> [ページ本文]:
外国語学部SCHOOL OF FOREIGN STUDIES

わたしの阪大外国語学部

座談会

第5回 学生座談会

学生座談会

吉野真輝さん2年生(客1)

古谷幸之輔さん2年生(泥棒)

阪大 外国語学部学生座談会

真鍋莉菜さん2年生(客2)

中嶋彩乃さん2年生(王の付き人)

外国語学部の名物行事のひとつが語劇です。専攻科ごとに専攻言語による劇を上演します。毎年春に、新入生も含めて専攻言語ごとにチームが作られ秋に上演されますが、インドネシア語専攻は一学年の人数が少ないため、全員参加で語劇に取り組みます。そんな、語劇の上演が終わったばかりのメンバー4名に集まってもらい、外国語学部やインドネシア語専攻の魅力を語っていただきました。

司会者お疲れ様でした。いかがでしたか本番が終わって?

真鍋 私の台詞は、幕が開いて最初だったので、緊張しちゃってちょっと間が空いちゃいました(笑)すぐに思い出せたのでほっとしました(^_^;)

古谷 僕も実は、本番で台詞を飛ばしちゃったんです(笑)でも話として通じる程度だったので、まあ良いかなと(^_^;)

中嶋 私も台詞に全然自信がなくて、出る前まで舞台の袖でずっとぶつぶつ言っていました。でも出たらちゃんと言えたので良かったです。

吉野 語劇の練習は、なかなか高いハードルがありまして、みんなで練習できる時間が授業前の朝しか取れないんですね。朝早く来てやらないといけないので、遠い人は結構大変なんです。

> [処理用レコード]:
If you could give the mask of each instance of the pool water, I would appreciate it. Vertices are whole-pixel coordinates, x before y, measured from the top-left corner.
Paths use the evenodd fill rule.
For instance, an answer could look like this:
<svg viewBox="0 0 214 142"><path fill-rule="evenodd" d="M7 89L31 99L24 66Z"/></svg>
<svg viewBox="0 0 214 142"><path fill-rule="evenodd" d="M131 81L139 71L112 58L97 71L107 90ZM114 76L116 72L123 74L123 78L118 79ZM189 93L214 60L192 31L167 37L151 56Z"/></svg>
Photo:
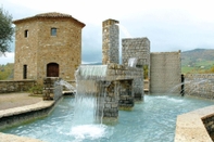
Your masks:
<svg viewBox="0 0 214 142"><path fill-rule="evenodd" d="M49 117L2 132L46 142L173 142L177 115L214 104L192 96L144 95L133 111L119 111L116 122L75 125L74 101L64 96Z"/></svg>

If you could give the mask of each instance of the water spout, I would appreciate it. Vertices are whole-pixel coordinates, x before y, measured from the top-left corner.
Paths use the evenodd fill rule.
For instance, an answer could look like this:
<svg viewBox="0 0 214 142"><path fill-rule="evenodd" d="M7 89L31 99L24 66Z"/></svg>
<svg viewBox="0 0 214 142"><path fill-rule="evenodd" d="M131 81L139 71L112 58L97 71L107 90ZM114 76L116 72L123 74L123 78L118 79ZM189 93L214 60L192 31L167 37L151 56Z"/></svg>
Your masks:
<svg viewBox="0 0 214 142"><path fill-rule="evenodd" d="M137 62L138 62L137 57L131 57L131 59L128 60L128 66L129 67L136 67Z"/></svg>

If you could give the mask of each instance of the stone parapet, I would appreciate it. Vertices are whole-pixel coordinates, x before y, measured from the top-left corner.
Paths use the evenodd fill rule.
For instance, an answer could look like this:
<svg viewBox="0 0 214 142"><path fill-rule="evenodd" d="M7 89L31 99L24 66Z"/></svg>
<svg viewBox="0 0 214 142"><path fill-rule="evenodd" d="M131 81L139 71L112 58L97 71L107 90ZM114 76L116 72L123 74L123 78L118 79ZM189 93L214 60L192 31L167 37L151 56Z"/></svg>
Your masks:
<svg viewBox="0 0 214 142"><path fill-rule="evenodd" d="M148 38L122 39L123 65L128 66L128 60L137 57L137 66L150 65L150 41Z"/></svg>
<svg viewBox="0 0 214 142"><path fill-rule="evenodd" d="M0 93L29 91L36 80L1 80Z"/></svg>

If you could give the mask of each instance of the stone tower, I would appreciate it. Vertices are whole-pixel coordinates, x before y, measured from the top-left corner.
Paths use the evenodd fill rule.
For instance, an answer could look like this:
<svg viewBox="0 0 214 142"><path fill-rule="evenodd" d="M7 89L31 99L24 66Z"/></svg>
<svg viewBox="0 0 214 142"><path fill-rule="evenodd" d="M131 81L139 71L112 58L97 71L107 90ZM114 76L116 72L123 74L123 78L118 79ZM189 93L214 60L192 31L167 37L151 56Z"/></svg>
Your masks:
<svg viewBox="0 0 214 142"><path fill-rule="evenodd" d="M119 30L118 21L106 20L102 22L102 64L119 63Z"/></svg>
<svg viewBox="0 0 214 142"><path fill-rule="evenodd" d="M81 29L85 24L62 13L43 13L15 24L14 79L46 77L74 80L81 63Z"/></svg>

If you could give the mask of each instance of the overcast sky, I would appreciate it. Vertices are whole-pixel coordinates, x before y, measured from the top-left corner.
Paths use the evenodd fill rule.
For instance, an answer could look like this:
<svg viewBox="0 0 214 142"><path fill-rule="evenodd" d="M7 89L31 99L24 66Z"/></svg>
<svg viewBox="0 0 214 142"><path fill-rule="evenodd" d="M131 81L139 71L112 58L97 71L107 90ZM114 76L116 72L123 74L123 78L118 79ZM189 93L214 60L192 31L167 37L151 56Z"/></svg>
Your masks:
<svg viewBox="0 0 214 142"><path fill-rule="evenodd" d="M213 0L0 0L13 20L71 14L83 28L83 62L102 61L102 22L119 21L122 38L148 37L151 52L214 49ZM14 46L0 64L14 62Z"/></svg>

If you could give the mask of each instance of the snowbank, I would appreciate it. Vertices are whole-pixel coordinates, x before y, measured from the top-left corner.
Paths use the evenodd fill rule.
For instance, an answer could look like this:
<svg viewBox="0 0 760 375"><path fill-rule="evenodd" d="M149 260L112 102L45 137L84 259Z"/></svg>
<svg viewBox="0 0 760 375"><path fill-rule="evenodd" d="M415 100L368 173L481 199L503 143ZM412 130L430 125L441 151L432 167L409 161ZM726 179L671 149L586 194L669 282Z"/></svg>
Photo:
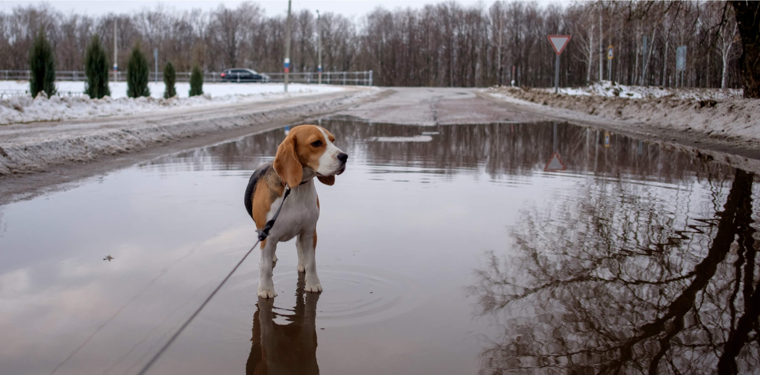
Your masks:
<svg viewBox="0 0 760 375"><path fill-rule="evenodd" d="M533 89L554 93L553 88ZM565 95L596 96L627 99L663 98L689 99L695 100L723 100L741 97L742 89L673 88L661 86L627 86L609 80L594 82L584 87L560 87L559 93Z"/></svg>
<svg viewBox="0 0 760 375"><path fill-rule="evenodd" d="M23 90L28 88L26 81L0 81L0 90ZM84 82L57 82L59 90L81 91ZM59 121L87 117L131 115L147 112L172 109L176 108L213 106L255 102L268 99L277 99L318 93L340 91L349 87L326 85L288 85L288 93L283 92L279 84L204 84L204 95L188 97L190 85L179 83L176 85L178 96L163 99L163 83L151 84L150 96L136 99L125 95L126 84L112 82L111 93L114 96L90 99L87 96L53 96L49 99L43 96L32 99L29 95L0 99L0 124L40 121Z"/></svg>
<svg viewBox="0 0 760 375"><path fill-rule="evenodd" d="M647 89L633 87L631 91L641 93ZM667 96L656 96L650 91L650 96L638 99L596 95L590 93L593 90L585 94L556 94L553 89L549 92L543 88L495 87L485 92L571 121L610 125L614 121L625 124L623 128L629 131L685 132L691 134L694 143L712 139L760 148L760 100L736 97L736 93L727 99L714 99L720 97L720 90L684 89L679 93L681 89L670 89Z"/></svg>

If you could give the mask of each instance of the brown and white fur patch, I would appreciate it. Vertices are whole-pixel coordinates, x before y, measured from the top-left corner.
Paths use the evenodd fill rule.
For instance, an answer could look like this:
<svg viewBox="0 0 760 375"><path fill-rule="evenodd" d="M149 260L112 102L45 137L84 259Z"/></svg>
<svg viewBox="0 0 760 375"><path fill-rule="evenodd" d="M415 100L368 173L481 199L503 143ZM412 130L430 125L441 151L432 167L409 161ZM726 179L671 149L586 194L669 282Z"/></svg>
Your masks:
<svg viewBox="0 0 760 375"><path fill-rule="evenodd" d="M272 282L272 268L278 242L296 238L298 271L306 272L306 291L321 291L317 276L315 249L319 200L314 178L332 185L335 175L346 169L348 155L333 142L335 137L315 125L300 125L290 130L277 148L274 161L260 165L251 175L245 189L245 210L261 229L283 201L285 184L290 188L285 203L267 239L261 241L258 296L277 295Z"/></svg>

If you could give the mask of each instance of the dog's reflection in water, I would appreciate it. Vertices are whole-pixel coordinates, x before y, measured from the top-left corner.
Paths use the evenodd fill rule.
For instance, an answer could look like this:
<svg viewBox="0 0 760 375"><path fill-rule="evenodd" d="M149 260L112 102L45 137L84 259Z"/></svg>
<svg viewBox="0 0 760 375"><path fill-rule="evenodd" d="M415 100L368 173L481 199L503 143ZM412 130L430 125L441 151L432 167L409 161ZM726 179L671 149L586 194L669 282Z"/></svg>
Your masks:
<svg viewBox="0 0 760 375"><path fill-rule="evenodd" d="M304 276L299 273L293 310L273 309L274 298L258 298L253 314L253 345L245 364L246 375L319 373L315 326L319 293L304 291ZM277 317L284 318L288 323L275 323Z"/></svg>

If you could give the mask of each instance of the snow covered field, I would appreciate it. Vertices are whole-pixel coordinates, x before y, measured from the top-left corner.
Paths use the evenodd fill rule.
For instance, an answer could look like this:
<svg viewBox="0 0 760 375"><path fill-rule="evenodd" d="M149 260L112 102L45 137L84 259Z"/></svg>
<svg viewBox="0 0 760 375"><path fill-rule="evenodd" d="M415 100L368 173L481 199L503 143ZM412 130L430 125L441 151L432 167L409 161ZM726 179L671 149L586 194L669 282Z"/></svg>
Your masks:
<svg viewBox="0 0 760 375"><path fill-rule="evenodd" d="M59 81L56 88L61 91L81 92L84 90L84 81ZM283 92L282 84L204 84L201 96L188 97L190 84L179 82L176 84L177 96L163 98L164 84L151 82L150 97L128 98L125 82L111 82L110 97L90 99L87 96L54 96L46 99L38 96L35 99L29 95L0 98L0 124L39 121L55 121L114 115L131 115L180 107L213 106L255 102L267 99L297 96L318 93L340 91L350 88L343 86L288 85L288 93ZM3 90L29 90L28 81L0 80L0 91Z"/></svg>
<svg viewBox="0 0 760 375"><path fill-rule="evenodd" d="M760 149L760 106L757 99L743 98L741 90L615 87L619 87L623 95L615 96L603 85L564 89L565 95L547 88L494 87L484 91L578 122L622 121L618 123L625 123L622 128L629 131L685 132L698 134L693 135L695 143L714 139Z"/></svg>
<svg viewBox="0 0 760 375"><path fill-rule="evenodd" d="M554 88L536 89L554 93ZM559 93L566 95L597 96L605 97L620 97L629 99L662 98L670 96L675 99L691 99L697 100L740 97L742 89L703 89L664 87L660 86L627 86L613 84L609 80L594 82L584 87L560 87Z"/></svg>

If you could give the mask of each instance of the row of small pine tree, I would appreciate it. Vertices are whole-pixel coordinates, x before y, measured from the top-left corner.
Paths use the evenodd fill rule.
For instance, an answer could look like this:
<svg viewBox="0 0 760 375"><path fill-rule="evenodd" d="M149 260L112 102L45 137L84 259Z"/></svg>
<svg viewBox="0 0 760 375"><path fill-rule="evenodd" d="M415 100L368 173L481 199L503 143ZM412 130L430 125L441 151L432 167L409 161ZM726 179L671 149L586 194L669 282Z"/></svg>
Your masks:
<svg viewBox="0 0 760 375"><path fill-rule="evenodd" d="M36 97L41 91L44 91L48 97L56 93L55 85L55 55L50 43L45 37L45 33L40 29L37 33L32 49L30 51L29 65L31 71L29 80L30 92L33 97ZM111 95L108 87L109 61L106 50L100 45L100 38L93 36L90 46L84 55L84 74L87 82L84 93L90 98L100 99L106 95ZM127 96L136 98L148 96L150 90L147 87L148 77L150 74L147 59L140 49L138 43L132 49L127 63ZM166 89L163 93L164 98L171 98L177 95L174 87L176 82L176 73L171 62L167 62L163 68L163 82ZM195 65L190 75L190 96L203 94L203 74L201 68Z"/></svg>

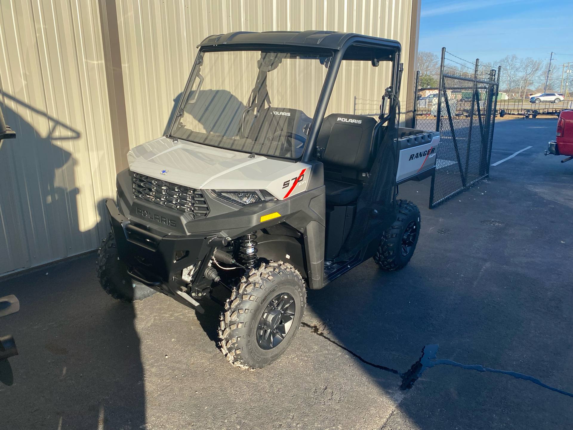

> [やること]:
[1] 座談会のページ本文を、一字も変えずにすべて書き写してください。
[2] レコードのうち「of the overcast」を含む行から「0L0 0L13 20L71」を含む行まで(両端の行も含む)だけを、列名「入力」と「出力」の2列のCSVに変換してください。1件ごとに1行とし、各値は引用符で囲んだ1つのフィールドに入れて、改行はスペースに置き換えてください。
ページ本文とレコードは、それぞれ別の素材です。

> [結果]:
[1]
外国語学部SCHOOL OF FOREIGN STUDIES

わたしの阪大外国語学部

座談会

第5回 学生座談会

学生座談会

吉野真輝さん2年生(客1)

古谷幸之輔さん2年生(泥棒)

阪大 外国語学部学生座談会

真鍋莉菜さん2年生(客2)

中嶋彩乃さん2年生(王の付き人)

外国語学部の名物行事のひとつが語劇です。専攻科ごとに専攻言語による劇を上演します。毎年春に、新入生も含めて専攻言語ごとにチームが作られ秋に上演されますが、インドネシア語専攻は一学年の人数が少ないため、全員参加で語劇に取り組みます。そんな、語劇の上演が終わったばかりのメンバー4名に集まってもらい、外国語学部やインドネシア語専攻の魅力を語っていただきました。

司会者お疲れ様でした。いかがでしたか本番が終わって?

真鍋 私の台詞は、幕が開いて最初だったので、緊張しちゃってちょっと間が空いちゃいました(笑)すぐに思い出せたのでほっとしました(^_^;)

古谷 僕も実は、本番で台詞を飛ばしちゃったんです(笑)でも話として通じる程度だったので、まあ良いかなと(^_^;)

中嶋 私も台詞に全然自信がなくて、出る前まで舞台の袖でずっとぶつぶつ言っていました。でも出たらちゃんと言えたので良かったです。

吉野 語劇の練習は、なかなか高いハードルがありまして、みんなで練習できる時間が授業前の朝しか取れないんですね。朝早く来てやらないといけないので、遠い人は結構大変なんです。

[2]
入力,出力
"If you could give the mask of each instance of the overcast sky, I would appreciate it. Vertices are whole-pixel coordinates, x before y, measured from the top-left corner. Paths use the evenodd fill rule. For instance, an answer could look like this: <svg viewBox=""0 0 214 142""><path fill-rule=""evenodd"" d=""M7 89L31 99L24 66Z""/></svg> <svg viewBox=""0 0 214 142""><path fill-rule=""evenodd"" d=""M131 81L139 71L112 58L97 71L107 90ZM114 76L116 72L123 74L123 78L118 79ZM189 93L214 60L192 31L167 37L151 56Z""/></svg> Your masks:","<svg viewBox=""0 0 214 142""><path fill-rule=""evenodd"" d=""M213 0L0 0L13 20L71 14L83 28L83 62L102 61L102 22L119 21L122 38L148 37L151 52L214 49ZM14 46L0 64L14 62Z""/></svg>"